__Stated task__. Reproduce the following lines without any changes.

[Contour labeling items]
-=-=-=-=-
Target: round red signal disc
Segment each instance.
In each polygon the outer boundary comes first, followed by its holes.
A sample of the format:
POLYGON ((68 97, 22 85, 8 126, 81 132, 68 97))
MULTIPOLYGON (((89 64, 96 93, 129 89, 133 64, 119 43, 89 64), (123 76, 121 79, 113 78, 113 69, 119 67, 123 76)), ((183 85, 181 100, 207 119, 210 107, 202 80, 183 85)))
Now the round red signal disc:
-=-=-=-=-
__Full solution__.
Target: round red signal disc
Segment each instance.
In each polygon the outer boundary comes first, followed by its holes.
A sample of the format:
POLYGON ((68 97, 22 85, 8 126, 81 132, 68 97))
MULTIPOLYGON (((89 64, 96 93, 129 89, 133 64, 119 43, 89 64), (123 76, 121 79, 113 78, 113 69, 119 67, 123 76)), ((183 85, 181 100, 207 119, 210 107, 202 80, 183 85)))
Now the round red signal disc:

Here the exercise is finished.